## Extracted information
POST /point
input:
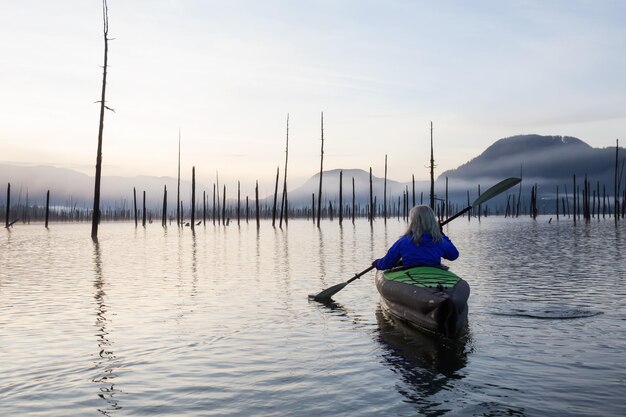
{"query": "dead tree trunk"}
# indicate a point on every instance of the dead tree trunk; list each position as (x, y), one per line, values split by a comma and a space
(432, 170)
(340, 197)
(385, 193)
(178, 219)
(319, 195)
(95, 221)
(164, 214)
(284, 211)
(6, 215)
(135, 204)
(47, 207)
(275, 197)
(143, 218)
(193, 197)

## What to produce
Reproduce the whole listing exactly, but not the images in it.

## Response to this exercise
POST /point
input:
{"query": "dead tree trunk"}
# indicate a point on every instance of the dead tree trunk; list each position as (x, y), one per line, values split by a comma and a space
(432, 170)
(340, 197)
(385, 193)
(178, 219)
(319, 195)
(95, 221)
(164, 214)
(284, 211)
(6, 215)
(135, 204)
(47, 207)
(275, 197)
(143, 218)
(193, 197)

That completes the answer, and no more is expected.